* Exercise requirements *
When you reproduce these records, keep every word exactly and drop the images.

* Study material *

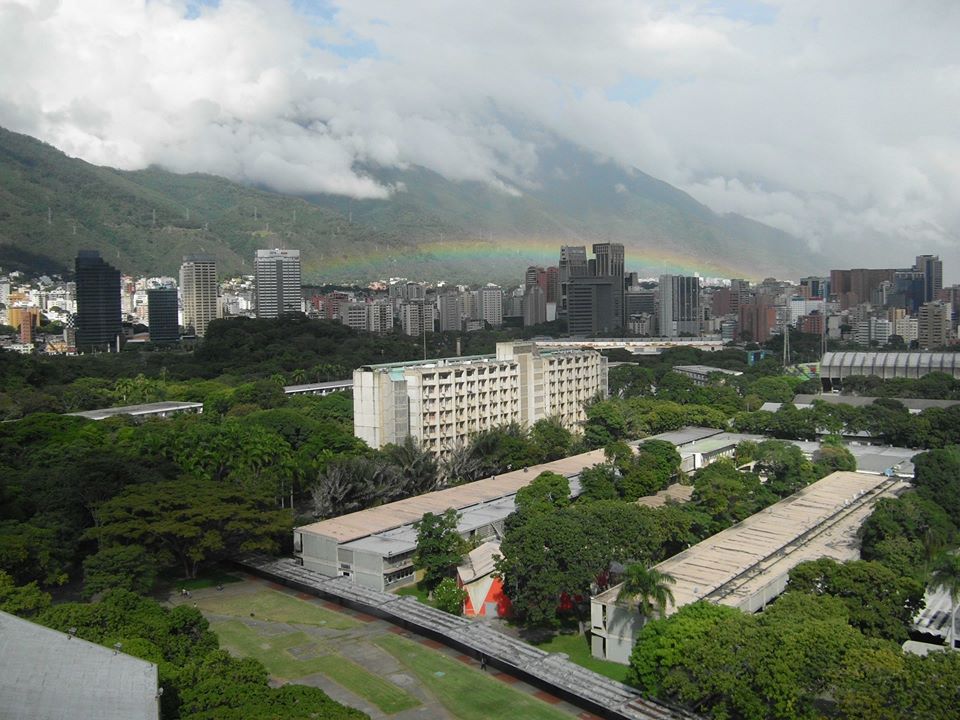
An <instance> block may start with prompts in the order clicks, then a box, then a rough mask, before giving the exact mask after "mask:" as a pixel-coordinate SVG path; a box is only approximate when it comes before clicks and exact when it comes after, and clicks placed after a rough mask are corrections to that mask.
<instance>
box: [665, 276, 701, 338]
mask: <svg viewBox="0 0 960 720" xmlns="http://www.w3.org/2000/svg"><path fill="white" fill-rule="evenodd" d="M659 326H660V334H661V335H662V336H663V337H683V336H687V337H699V336H700V278H698V277H696V276H689V275H661V276H660V315H659Z"/></svg>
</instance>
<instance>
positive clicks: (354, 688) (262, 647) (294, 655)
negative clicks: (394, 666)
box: [211, 620, 420, 714]
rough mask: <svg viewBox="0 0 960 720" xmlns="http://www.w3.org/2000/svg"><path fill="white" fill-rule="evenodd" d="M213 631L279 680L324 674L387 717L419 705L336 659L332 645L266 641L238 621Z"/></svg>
mask: <svg viewBox="0 0 960 720" xmlns="http://www.w3.org/2000/svg"><path fill="white" fill-rule="evenodd" d="M211 627H212V628H213V631H214V632H216V633H217V636H218V637H219V638H220V643H221V645H222V646H223V647H224V648H226V649H227V650H229V651H230V652H231V653H233V654H235V655H238V656H241V657H252V658H256V659H257V660H259V661H260V662H262V663H263V664H264V666H265V667H266V668H267V672H269V673H270V674H271V675H272V676H273V677H276V678H278V679H281V680H296V679H298V678H303V677H306V676H307V675H313V674H315V673H321V674H323V675H326V676H327V677H328V678H330V679H331V680H333V681H334V682H337V683H339V684H341V685H343V686H344V687H345V688H346V689H347V690H349V691H350V692H352V693H353V694H355V695H357V696H358V697H361V698H363V699H364V700H367V701H369V702H371V703H373V704H374V705H376V706H377V707H378V708H380V709H381V710H382V711H383V712H385V713H387V714H393V713H397V712H401V711H403V710H408V709H410V708H413V707H417V706H418V705H419V704H420V701H419V700H417V699H416V698H415V697H413V696H412V695H410V694H409V693H407V692H406V691H404V690H403V689H401V688H400V687H398V686H396V685H394V684H393V683H391V682H389V681H387V680H384V679H383V678H381V677H379V676H377V675H374V674H373V673H370V672H368V671H367V670H365V669H364V668H362V667H360V666H359V665H357V664H356V663H354V662H352V661H350V660H347V659H346V658H343V657H341V656H340V655H337V654H336V649H335V647H334V646H333V644H332V643H328V642H324V641H320V640H317V638H312V637H310V636H308V635H307V634H306V633H302V632H295V633H287V634H285V635H278V636H273V637H267V636H264V635H261V634H260V633H258V632H256V630H254V629H253V628H250V627H248V626H246V625H244V624H243V623H242V622H240V621H239V620H229V621H227V622H221V623H214V624H213V625H212V626H211Z"/></svg>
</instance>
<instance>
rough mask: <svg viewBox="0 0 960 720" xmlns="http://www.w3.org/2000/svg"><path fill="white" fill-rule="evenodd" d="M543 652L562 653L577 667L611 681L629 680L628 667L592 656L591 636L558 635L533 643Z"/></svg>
mask: <svg viewBox="0 0 960 720" xmlns="http://www.w3.org/2000/svg"><path fill="white" fill-rule="evenodd" d="M533 644H535V645H536V646H537V647H538V648H540V649H541V650H546V651H547V652H562V653H566V654H567V656H569V658H570V661H571V662H575V663H576V664H577V665H580V666H582V667H585V668H587V669H588V670H593V671H594V672H595V673H600V674H601V675H605V676H606V677H608V678H610V679H611V680H616V681H617V682H624V681H625V680H626V678H627V670H628V669H629V668H628V667H627V666H626V665H621V664H620V663H614V662H609V661H608V660H598V659H597V658H595V657H593V655H591V654H590V636H589V635H577V634H576V633H557V634H556V635H554V636H553V637H552V638H551V639H550V640H547V641H546V642H540V643H533Z"/></svg>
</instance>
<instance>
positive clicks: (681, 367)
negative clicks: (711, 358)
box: [673, 365, 743, 375]
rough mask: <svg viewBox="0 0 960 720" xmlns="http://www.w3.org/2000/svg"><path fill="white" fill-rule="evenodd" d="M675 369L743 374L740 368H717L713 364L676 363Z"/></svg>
mask: <svg viewBox="0 0 960 720" xmlns="http://www.w3.org/2000/svg"><path fill="white" fill-rule="evenodd" d="M673 369H674V370H675V371H680V372H688V373H693V374H695V375H709V374H710V373H715V372H718V373H722V374H723V375H743V373H742V372H740V371H739V370H725V369H724V368H717V367H713V366H712V365H674V367H673Z"/></svg>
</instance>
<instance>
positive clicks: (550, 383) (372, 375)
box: [353, 342, 607, 455]
mask: <svg viewBox="0 0 960 720" xmlns="http://www.w3.org/2000/svg"><path fill="white" fill-rule="evenodd" d="M353 393H354V406H353V407H354V410H353V431H354V434H355V435H356V436H357V437H358V438H360V439H362V440H364V441H365V442H366V443H367V444H368V445H370V447H373V448H379V447H382V446H383V445H386V444H387V443H402V442H403V441H404V439H405V438H406V437H407V436H408V435H410V436H412V437H413V438H415V439H416V440H417V441H418V442H420V443H422V444H423V446H424V447H425V448H426V449H427V450H429V451H430V452H432V453H434V454H436V455H444V454H446V453H448V452H449V451H451V450H452V449H453V448H455V447H456V446H457V445H458V444H462V443H466V442H467V441H469V439H470V436H471V435H473V434H475V433H477V432H480V431H482V430H489V429H491V428H494V427H497V426H500V425H506V424H508V423H512V422H517V423H520V424H521V425H527V426H531V425H533V424H534V423H535V422H537V421H538V420H542V419H543V418H548V417H553V418H557V419H558V420H559V421H560V423H561V424H562V425H563V426H564V427H566V428H567V429H569V430H573V431H577V430H579V427H580V425H581V423H582V422H583V421H584V420H585V419H586V414H585V411H584V407H585V405H586V403H587V402H588V401H590V400H591V399H593V398H594V397H597V396H601V397H606V395H607V359H606V358H605V357H603V356H602V355H600V353H598V352H597V351H596V350H548V349H545V348H544V349H541V348H538V347H537V346H536V345H535V344H534V343H520V342H516V343H513V342H507V343H497V353H496V355H481V356H474V357H464V358H448V359H445V360H423V361H414V362H402V363H390V364H386V365H368V366H365V367H361V368H359V369H357V370H354V372H353Z"/></svg>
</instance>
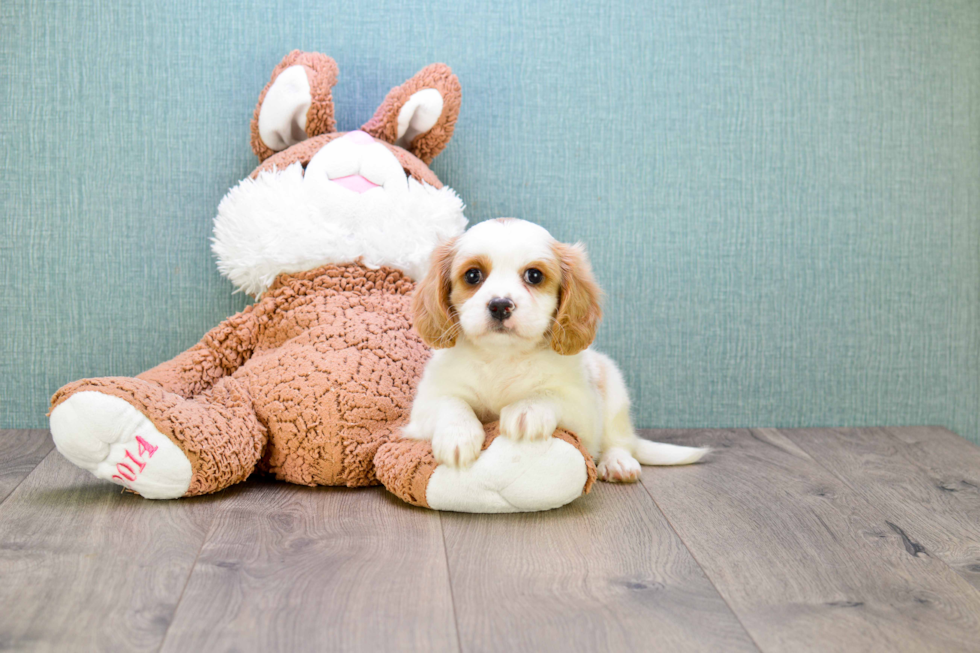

* Output for this exercise *
An <instance> block may start with prompts in the order clicks, then a box, then a rough mask, before giving the exact mask after "mask:" as a pixel-coordinate SVG path; a box is only approximate when it comes before clicks and exact when it comes after, and clicks placed after a rough mask are corrections to that mask.
<instance>
box: [665, 276, 701, 338]
mask: <svg viewBox="0 0 960 720" xmlns="http://www.w3.org/2000/svg"><path fill="white" fill-rule="evenodd" d="M659 326H660V334H661V335H662V336H663V337H683V336H687V337H699V336H700V278H698V277H696V276H689V275H661V276H660V315H659Z"/></svg>
</instance>
<instance>
positive clicks: (354, 688) (262, 647) (294, 655)
negative clicks: (394, 666)
box: [211, 620, 420, 714]
rough mask: <svg viewBox="0 0 960 720" xmlns="http://www.w3.org/2000/svg"><path fill="white" fill-rule="evenodd" d="M213 631L279 680L324 674L387 717L419 705L336 659L332 645L266 641L238 621Z"/></svg>
mask: <svg viewBox="0 0 960 720" xmlns="http://www.w3.org/2000/svg"><path fill="white" fill-rule="evenodd" d="M211 627H212V628H213V631H214V632H216V633H217V636H218V637H219V638H220V643H221V645H222V646H223V647H224V648H226V649H227V650H229V651H230V652H231V653H233V654H235V655H238V656H241V657H252V658H256V659H257V660H259V661H260V662H262V663H263V664H264V666H265V667H266V668H267V672H269V673H270V674H271V675H272V676H273V677H276V678H278V679H281V680H296V679H298V678H303V677H306V676H307V675H313V674H315V673H321V674H323V675H326V676H327V677H328V678H330V679H331V680H333V681H334V682H337V683H339V684H341V685H343V686H344V687H345V688H346V689H347V690H349V691H350V692H352V693H353V694H355V695H357V696H358V697H361V698H363V699H364V700H367V701H369V702H371V703H373V704H374V705H376V706H377V707H378V708H380V709H381V710H382V711H383V712H385V713H387V714H393V713H397V712H401V711H403V710H408V709H410V708H413V707H417V706H418V705H419V704H420V701H419V700H417V699H416V698H415V697H413V696H412V695H410V694H409V693H407V692H406V691H404V690H403V689H401V688H400V687H398V686H396V685H394V684H393V683H391V682H389V681H387V680H384V679H383V678H381V677H379V676H377V675H374V674H373V673H370V672H368V671H367V670H365V669H364V668H362V667H360V666H359V665H357V664H356V663H354V662H352V661H350V660H347V659H346V658H343V657H341V656H340V655H337V654H336V649H335V647H334V646H333V644H332V643H328V642H324V641H320V640H317V638H312V637H310V636H308V635H307V634H306V633H302V632H295V633H287V634H285V635H278V636H273V637H267V636H264V635H261V634H260V633H258V632H256V630H254V629H253V628H250V627H248V626H246V625H244V624H243V623H242V622H240V621H239V620H229V621H227V622H221V623H214V624H213V625H212V626H211Z"/></svg>
</instance>
<instance>
rough mask: <svg viewBox="0 0 960 720" xmlns="http://www.w3.org/2000/svg"><path fill="white" fill-rule="evenodd" d="M543 652L562 653L577 667L611 681L629 680L628 667L592 656L591 636L558 635L533 643Z"/></svg>
mask: <svg viewBox="0 0 960 720" xmlns="http://www.w3.org/2000/svg"><path fill="white" fill-rule="evenodd" d="M533 644H535V645H536V646H537V647H538V648H540V649H541V650H546V651H547V652H562V653H566V654H567V656H569V658H570V661H571V662H575V663H576V664H577V665H580V666H582V667H585V668H587V669H588V670H593V671H594V672H595V673H600V674H601V675H605V676H606V677H608V678H610V679H611V680H616V681H617V682H624V681H625V680H626V678H627V670H628V669H629V668H628V667H627V666H626V665H621V664H620V663H614V662H609V661H608V660H598V659H597V658H595V657H593V655H591V654H590V636H589V635H577V634H576V633H557V634H556V635H554V636H553V637H552V638H551V639H550V640H547V641H546V642H540V643H533Z"/></svg>
</instance>
<instance>
positive clicks: (681, 367)
negative clicks: (711, 358)
box: [673, 365, 743, 375]
rough mask: <svg viewBox="0 0 960 720" xmlns="http://www.w3.org/2000/svg"><path fill="white" fill-rule="evenodd" d="M675 369L743 374L740 368H717L713 364L676 363Z"/></svg>
mask: <svg viewBox="0 0 960 720" xmlns="http://www.w3.org/2000/svg"><path fill="white" fill-rule="evenodd" d="M673 369H674V370H675V371H680V372H688V373H693V374H695V375H709V374H710V373H715V372H718V373H722V374H723V375H743V373H742V372H740V371H739V370H725V369H724V368H717V367H713V366H712V365H674V367H673Z"/></svg>
</instance>
<instance>
positive clicks: (550, 383) (372, 375)
box: [353, 342, 607, 455]
mask: <svg viewBox="0 0 960 720" xmlns="http://www.w3.org/2000/svg"><path fill="white" fill-rule="evenodd" d="M353 393H354V406H353V407H354V410H353V431H354V434H355V435H356V436H357V437H358V438H360V439H362V440H364V441H365V442H366V443H367V444H368V445H370V447H373V448H379V447H382V446H383V445H386V444H387V443H402V442H403V441H404V439H405V438H406V437H407V436H408V435H410V436H412V437H413V438H415V439H416V440H417V441H418V442H420V443H422V444H423V446H424V447H425V448H426V449H427V450H429V451H430V452H432V453H434V454H436V455H444V454H446V453H448V452H449V451H451V450H452V449H453V448H455V447H456V446H457V445H458V444H462V443H466V442H467V441H469V439H470V436H471V435H473V434H475V433H477V432H480V431H482V430H489V429H491V428H494V427H497V426H500V425H506V424H508V423H512V422H517V423H520V424H521V425H527V426H531V425H533V424H534V423H535V422H537V421H538V420H542V419H543V418H548V417H553V418H557V419H558V420H559V421H560V423H561V424H562V425H563V426H564V427H566V428H567V429H569V430H573V431H577V430H579V427H580V425H581V423H582V422H583V421H584V420H585V419H586V414H585V411H584V407H585V405H586V403H587V402H588V401H590V400H591V399H593V398H594V397H597V396H601V397H606V395H607V359H606V358H605V357H603V356H602V355H600V353H598V352H597V351H596V350H548V349H545V348H544V349H541V348H538V347H537V346H536V345H535V344H534V343H520V342H516V343H513V342H507V343H497V353H496V355H481V356H474V357H464V358H448V359H445V360H423V361H414V362H402V363H390V364H386V365H368V366H365V367H361V368H359V369H357V370H354V372H353Z"/></svg>
</instance>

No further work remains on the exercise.